» Given exercise A:
List the places in the Michael Ward profile where his family spent spells while moving around the Cornish peninsula.
» Given exercise B:
Write the next part of the profile of the actor Michael Ward, picking up after its final sentence.

» Reading passage:
__________________________________________________
Michael Ward belonged to that clutch of character actors whose services were in such demand during the heyday of the British film industry that they seemed to appear in every post-war movie. A master of cameo acting, Ward made his name in small parts throughout the 1950s and 1960s, in such films as Tom Brown’s Schooldays, The Love Lottery and Doctor in Love.

Whether cast as an industrious barman or petulant shop assistant, his unique acting style afforded an air of upper-class nervousness. With light fuzzy hair, aquiline nose and always immaculately attired, he was a distinctive thespian whose haughty tones were well-suited to the fretful and solicitous characters for which he became renowned.

His more substantial film contributions included appearances as Maurice, an effeminate uncle in Norman Wisdom’s seventh film Up in the World (1956), and as the supercilious Gerald in Hammer’s What the Butler Saw (1950). For his performance as Elvin, an ornithologist, in Sleeping Car to Trieste (1948), a fine remake of the 1930s classic Rome Express, Ward received glowing reviews. A trade paper commented: “the actor deserving most praise is Michael Ward who gives us a delightful characterisation of a lecturer on English birds.”

He was born George Everard Yeo Ward. His father was a parish vicar which meant that the family moved around the Cornish peninsula, including spells at Falmouth; Hessenford, near St Germans; St Agnus and Marazion. As an only child, Ward admitted to leading a lonely childhood, missing the companionship of brothers and sisters.
__________________________________________________
» Data section:

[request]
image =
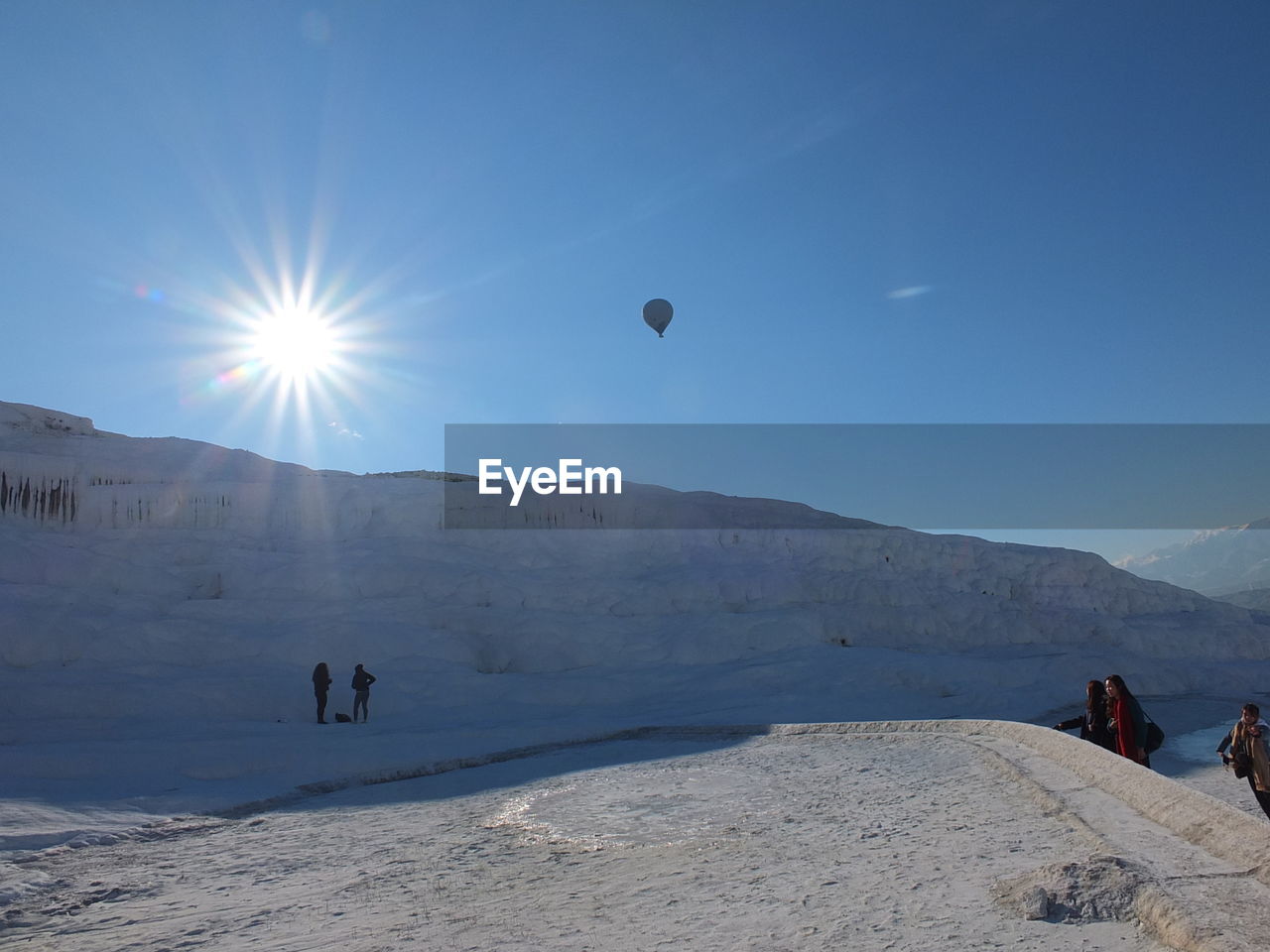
__________________________________________________
» Task result A:
Falmouth; Hessenford, near St Germans; St Agnus; Marazion

» Task result B:
He showed an early predilection for the piano and while attending Mannamead Junior School, within Plymouth College, received extra tuition from the housemaster’s wife, an accomplished musician. Although he never pursued his early ambition to become a concert pianist, he became a proficient player and wrote his own material. Later he attended the Central School of Speech and Drama, after a brief stint as a teacher.

At the outbreak of the Second World War, he had already made several stage appearances since graduating, and was living near Luton. After serving two years with the Army he was invalided out through illness in 1942, finishing the war years helping the emergency services around Luton.

He returned to the stage in 1945, playing Beverly Carlton in The Man Who Came to Dinner, followed a year later by an appearance in Gay Pavilion, as the shy footman, and understudying Vic Oliver in The Night and the Music.

Ward made his film debut in 1947 as a French valet in The First Gentleman, a study of the Prince Regent’s reign after the Napoleonic wars. The picture marked the beginning of a busy film career that contained appearances in five Norman Wisdom movies and five Carry Ons, including the part of Archimedes in Carry On Cleo (1964); he was also employed by the Boulting Brothers in several productions. His last film was Revenge of the Pink Panther (1978), playing a real estate agent.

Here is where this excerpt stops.